WORK INSTRUCTIONS: Which lines of the records below contain the word "flip"? Copy each of them out.

[Dataset items]
───
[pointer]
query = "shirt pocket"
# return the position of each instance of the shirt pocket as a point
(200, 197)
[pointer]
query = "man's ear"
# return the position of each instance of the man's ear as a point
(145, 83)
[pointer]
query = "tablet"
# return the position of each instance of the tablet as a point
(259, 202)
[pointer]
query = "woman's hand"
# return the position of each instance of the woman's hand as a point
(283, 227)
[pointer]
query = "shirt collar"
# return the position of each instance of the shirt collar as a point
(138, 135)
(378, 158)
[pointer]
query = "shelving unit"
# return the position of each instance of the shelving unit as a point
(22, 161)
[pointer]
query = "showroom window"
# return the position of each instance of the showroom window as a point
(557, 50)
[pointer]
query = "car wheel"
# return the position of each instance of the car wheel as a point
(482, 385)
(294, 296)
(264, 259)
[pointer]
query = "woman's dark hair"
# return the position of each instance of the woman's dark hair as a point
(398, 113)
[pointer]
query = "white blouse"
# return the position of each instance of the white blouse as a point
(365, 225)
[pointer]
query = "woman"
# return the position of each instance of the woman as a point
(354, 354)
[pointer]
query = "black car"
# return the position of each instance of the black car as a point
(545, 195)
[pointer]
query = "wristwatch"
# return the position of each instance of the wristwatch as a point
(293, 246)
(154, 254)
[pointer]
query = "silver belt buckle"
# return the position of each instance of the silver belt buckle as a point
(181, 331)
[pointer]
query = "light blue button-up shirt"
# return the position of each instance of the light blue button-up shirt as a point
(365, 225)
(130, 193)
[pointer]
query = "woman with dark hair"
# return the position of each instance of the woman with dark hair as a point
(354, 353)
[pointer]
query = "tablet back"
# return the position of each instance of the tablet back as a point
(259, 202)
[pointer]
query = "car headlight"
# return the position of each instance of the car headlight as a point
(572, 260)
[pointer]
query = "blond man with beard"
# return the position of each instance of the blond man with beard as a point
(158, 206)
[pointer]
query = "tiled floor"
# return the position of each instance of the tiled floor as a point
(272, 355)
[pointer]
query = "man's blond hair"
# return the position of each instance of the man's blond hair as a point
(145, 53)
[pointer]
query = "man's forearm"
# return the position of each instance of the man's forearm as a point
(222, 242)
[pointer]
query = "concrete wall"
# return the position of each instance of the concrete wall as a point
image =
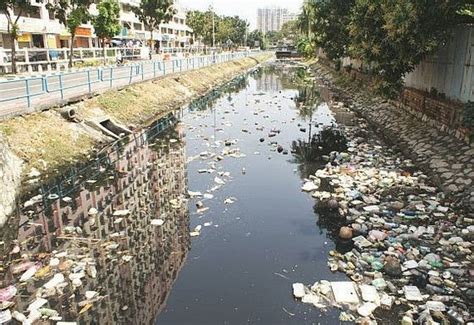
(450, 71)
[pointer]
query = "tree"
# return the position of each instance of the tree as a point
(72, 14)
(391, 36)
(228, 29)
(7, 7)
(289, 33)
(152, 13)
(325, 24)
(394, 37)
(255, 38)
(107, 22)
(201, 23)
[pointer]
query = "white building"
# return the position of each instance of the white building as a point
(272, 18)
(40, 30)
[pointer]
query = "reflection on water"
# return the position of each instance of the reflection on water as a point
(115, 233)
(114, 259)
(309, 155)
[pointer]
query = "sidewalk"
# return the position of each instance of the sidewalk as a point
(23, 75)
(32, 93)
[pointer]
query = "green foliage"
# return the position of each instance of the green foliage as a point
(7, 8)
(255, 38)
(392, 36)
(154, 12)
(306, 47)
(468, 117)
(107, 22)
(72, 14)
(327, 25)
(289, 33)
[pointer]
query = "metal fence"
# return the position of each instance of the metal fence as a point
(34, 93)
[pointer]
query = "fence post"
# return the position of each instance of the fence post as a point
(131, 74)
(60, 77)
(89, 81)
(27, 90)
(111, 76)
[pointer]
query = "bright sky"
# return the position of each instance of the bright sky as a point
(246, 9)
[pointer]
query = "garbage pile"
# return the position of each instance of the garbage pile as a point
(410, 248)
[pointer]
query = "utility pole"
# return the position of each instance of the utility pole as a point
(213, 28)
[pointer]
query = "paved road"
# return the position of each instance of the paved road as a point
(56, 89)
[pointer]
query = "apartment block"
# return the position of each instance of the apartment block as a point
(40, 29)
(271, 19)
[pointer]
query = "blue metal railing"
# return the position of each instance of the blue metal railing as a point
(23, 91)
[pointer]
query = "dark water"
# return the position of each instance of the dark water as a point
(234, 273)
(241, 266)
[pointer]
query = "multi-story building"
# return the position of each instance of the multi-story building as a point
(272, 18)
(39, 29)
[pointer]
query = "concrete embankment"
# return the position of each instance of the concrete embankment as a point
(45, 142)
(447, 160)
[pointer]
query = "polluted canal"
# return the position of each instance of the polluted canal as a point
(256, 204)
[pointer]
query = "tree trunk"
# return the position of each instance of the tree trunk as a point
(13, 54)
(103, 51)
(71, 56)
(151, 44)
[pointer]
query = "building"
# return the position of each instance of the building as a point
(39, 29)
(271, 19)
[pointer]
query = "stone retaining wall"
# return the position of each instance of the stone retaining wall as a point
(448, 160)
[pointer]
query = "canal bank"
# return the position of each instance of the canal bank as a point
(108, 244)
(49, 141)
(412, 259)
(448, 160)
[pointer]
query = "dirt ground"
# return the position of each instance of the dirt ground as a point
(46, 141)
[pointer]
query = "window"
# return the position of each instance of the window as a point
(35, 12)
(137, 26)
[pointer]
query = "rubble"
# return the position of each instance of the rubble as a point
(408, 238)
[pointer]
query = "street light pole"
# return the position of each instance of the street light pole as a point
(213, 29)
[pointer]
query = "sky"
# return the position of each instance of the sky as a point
───
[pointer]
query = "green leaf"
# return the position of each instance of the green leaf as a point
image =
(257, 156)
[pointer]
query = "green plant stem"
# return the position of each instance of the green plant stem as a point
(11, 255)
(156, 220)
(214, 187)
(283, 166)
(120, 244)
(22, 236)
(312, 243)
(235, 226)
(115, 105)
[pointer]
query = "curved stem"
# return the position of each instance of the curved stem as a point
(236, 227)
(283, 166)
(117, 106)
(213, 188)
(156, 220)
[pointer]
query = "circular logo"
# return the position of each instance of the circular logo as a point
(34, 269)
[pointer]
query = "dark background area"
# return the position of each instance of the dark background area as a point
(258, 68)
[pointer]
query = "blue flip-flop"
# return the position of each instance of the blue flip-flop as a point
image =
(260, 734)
───
RESULT FOR THIS TASK:
query = "blue flip-flop"
# return the position of each instance of the blue flip-flop as a point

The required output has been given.